(WORK ITEM): Copy every line of the entries that includes the word "query".

(EXTRACTED DATA):

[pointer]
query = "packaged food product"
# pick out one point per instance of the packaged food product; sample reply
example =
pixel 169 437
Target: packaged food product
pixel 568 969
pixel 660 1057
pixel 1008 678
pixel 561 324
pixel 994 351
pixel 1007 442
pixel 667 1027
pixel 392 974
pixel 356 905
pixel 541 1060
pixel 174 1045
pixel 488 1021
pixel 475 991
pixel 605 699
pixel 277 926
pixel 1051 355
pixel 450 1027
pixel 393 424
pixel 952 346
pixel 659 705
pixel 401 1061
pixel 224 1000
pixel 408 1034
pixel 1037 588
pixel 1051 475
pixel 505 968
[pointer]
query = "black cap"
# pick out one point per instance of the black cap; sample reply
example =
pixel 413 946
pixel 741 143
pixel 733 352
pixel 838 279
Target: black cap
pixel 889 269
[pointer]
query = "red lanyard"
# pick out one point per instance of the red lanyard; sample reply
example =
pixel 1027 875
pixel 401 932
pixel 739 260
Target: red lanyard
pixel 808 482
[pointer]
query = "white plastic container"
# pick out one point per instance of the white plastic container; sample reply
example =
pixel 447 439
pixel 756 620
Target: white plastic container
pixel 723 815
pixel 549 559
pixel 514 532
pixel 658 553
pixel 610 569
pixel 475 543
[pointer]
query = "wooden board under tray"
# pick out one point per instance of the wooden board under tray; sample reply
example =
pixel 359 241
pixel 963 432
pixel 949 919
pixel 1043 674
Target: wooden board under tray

...

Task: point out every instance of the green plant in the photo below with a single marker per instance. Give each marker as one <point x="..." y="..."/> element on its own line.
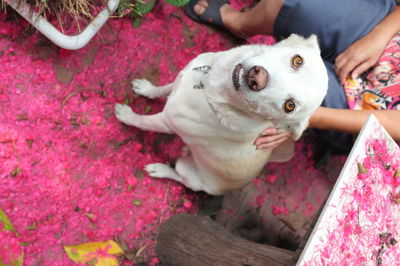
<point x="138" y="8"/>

(THE COMPLETED TASK):
query = "packaged food product"
query = "black cap"
query = "red lanyard"
query = "white plastic container"
query = "wooden board under tray"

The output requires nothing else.